# WORK REQUIRED
Your output must consist solely of the lines from the one containing "of the light" through the end of the records, reproduced exactly.

# PROVIDED RECORDS

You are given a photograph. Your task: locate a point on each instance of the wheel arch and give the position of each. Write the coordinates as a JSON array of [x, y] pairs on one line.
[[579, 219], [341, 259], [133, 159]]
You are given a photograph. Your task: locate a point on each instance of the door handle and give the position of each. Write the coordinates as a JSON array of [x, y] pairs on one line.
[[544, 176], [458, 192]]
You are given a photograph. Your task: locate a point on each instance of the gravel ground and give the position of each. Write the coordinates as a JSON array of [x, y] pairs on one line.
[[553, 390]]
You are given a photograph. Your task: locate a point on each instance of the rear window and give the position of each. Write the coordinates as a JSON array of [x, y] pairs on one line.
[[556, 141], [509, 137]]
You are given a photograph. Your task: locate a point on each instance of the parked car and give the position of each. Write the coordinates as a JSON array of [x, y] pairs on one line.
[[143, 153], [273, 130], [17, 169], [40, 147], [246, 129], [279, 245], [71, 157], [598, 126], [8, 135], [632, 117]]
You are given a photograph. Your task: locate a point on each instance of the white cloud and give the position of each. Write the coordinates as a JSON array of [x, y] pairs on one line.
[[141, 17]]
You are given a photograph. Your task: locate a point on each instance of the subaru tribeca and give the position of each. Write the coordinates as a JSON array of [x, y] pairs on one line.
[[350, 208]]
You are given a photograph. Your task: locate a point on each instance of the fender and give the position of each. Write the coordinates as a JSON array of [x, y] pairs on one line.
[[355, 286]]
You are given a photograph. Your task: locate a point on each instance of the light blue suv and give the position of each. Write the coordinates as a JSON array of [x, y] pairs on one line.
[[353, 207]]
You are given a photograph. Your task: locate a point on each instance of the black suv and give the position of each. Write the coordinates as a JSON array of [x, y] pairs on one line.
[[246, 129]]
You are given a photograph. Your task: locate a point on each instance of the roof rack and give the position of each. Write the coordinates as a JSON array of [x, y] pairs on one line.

# SOLUTION FOR THIS PROBLEM
You are given a photograph. Your task: locate a point on each instance of the light blue suv and give the position of each. Write the coordinates as a JSON array of [x, y] pairs on one line.
[[353, 207]]
You are given a photograph. Your task: locate a point on each instance of the black suv and give the position of each. Write the coordinates as a JSON array of [x, y] pairs on one line.
[[246, 129]]
You are given a photograph. Your task: locate a point on each instance of the roof rack and give the position of each. Write the coordinates as a JSON array of [x, y] pairs on one line.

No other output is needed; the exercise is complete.